- TRY IT
Copy out the entries below precisely; nothing is to be omitted.

________________________

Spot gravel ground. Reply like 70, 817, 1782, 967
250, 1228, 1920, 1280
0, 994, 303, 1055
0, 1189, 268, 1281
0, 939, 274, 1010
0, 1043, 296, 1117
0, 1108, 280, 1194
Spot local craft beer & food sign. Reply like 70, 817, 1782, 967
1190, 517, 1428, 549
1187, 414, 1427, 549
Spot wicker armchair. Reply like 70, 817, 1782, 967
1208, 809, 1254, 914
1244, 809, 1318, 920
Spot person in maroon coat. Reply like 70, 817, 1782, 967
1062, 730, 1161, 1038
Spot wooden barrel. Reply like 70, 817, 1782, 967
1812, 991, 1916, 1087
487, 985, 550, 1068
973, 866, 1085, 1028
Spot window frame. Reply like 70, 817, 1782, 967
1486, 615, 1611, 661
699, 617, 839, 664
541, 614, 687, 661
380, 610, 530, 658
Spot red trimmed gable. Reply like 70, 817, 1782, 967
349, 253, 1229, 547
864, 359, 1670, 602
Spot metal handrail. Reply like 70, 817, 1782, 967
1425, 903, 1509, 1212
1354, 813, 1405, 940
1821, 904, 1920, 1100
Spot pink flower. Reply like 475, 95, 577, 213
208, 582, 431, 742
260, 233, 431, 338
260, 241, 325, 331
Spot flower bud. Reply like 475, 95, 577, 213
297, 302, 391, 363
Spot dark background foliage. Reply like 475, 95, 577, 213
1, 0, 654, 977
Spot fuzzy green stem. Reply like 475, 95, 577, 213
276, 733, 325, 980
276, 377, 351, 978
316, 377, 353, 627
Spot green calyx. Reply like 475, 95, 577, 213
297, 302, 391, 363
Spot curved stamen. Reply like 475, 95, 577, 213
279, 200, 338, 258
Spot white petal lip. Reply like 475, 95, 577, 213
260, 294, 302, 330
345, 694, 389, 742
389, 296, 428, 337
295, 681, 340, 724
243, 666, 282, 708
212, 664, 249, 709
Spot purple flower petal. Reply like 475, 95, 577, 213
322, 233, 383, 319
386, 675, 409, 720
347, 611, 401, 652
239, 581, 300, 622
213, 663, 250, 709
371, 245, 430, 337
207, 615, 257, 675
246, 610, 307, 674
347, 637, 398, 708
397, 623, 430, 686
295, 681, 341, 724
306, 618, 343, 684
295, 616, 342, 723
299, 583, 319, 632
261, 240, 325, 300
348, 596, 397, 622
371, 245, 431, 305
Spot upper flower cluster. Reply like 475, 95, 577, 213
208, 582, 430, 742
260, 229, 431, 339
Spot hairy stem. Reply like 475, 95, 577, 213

________________________

- SOLVED EXERCISE
Spot gravel ground. Reply like 70, 817, 1782, 967
250, 1228, 1920, 1280
0, 994, 303, 1055
0, 1189, 268, 1281
0, 939, 274, 1010
0, 1043, 296, 1117
0, 1108, 280, 1194
Spot local craft beer & food sign. Reply like 70, 817, 1782, 967
1190, 517, 1428, 549
1187, 414, 1427, 549
Spot wicker armchair. Reply like 70, 817, 1782, 967
1208, 809, 1254, 914
1244, 809, 1318, 920
Spot person in maroon coat. Reply like 70, 817, 1782, 967
1062, 730, 1161, 1038
Spot wooden barrel. Reply like 70, 817, 1782, 967
1812, 991, 1916, 1087
487, 985, 550, 1068
973, 866, 1085, 1028
Spot window frame. Reply like 70, 817, 1782, 967
1486, 615, 1611, 661
699, 617, 839, 664
541, 614, 687, 661
380, 610, 530, 658
Spot red trimmed gable. Reply like 70, 817, 1782, 967
349, 253, 1229, 547
864, 359, 1670, 602
Spot metal handrail. Reply like 70, 817, 1782, 967
1425, 903, 1509, 1212
1354, 813, 1405, 940
1821, 904, 1920, 1100
Spot pink flower. Reply like 475, 95, 577, 213
208, 582, 431, 742
260, 233, 431, 338
260, 241, 325, 331
Spot flower bud. Reply like 475, 95, 577, 213
297, 302, 391, 363
Spot dark background foliage. Reply like 475, 95, 577, 213
1, 0, 654, 977
Spot fuzzy green stem. Reply like 475, 95, 577, 213
276, 733, 325, 980
276, 377, 351, 978
316, 377, 353, 627
Spot green calyx. Reply like 475, 95, 577, 213
297, 302, 391, 363
Spot curved stamen. Reply like 475, 95, 577, 213
279, 200, 338, 258
Spot white petal lip. Reply like 475, 95, 577, 213
260, 294, 302, 330
345, 694, 389, 742
389, 296, 428, 337
295, 681, 340, 724
243, 666, 282, 708
212, 664, 249, 709
Spot purple flower petal. Reply like 475, 95, 577, 213
322, 233, 383, 319
386, 675, 409, 720
347, 611, 401, 652
239, 581, 300, 622
213, 663, 250, 709
371, 245, 430, 337
207, 615, 257, 675
246, 610, 307, 674
347, 637, 398, 708
397, 623, 430, 686
295, 681, 341, 724
306, 618, 343, 684
295, 616, 342, 723
299, 583, 319, 632
261, 240, 325, 300
348, 596, 397, 622
371, 245, 431, 305
Spot upper flower cluster. Reply like 475, 95, 577, 213
208, 582, 430, 742
260, 229, 431, 339
Spot hairy stem. Reply like 475, 95, 577, 213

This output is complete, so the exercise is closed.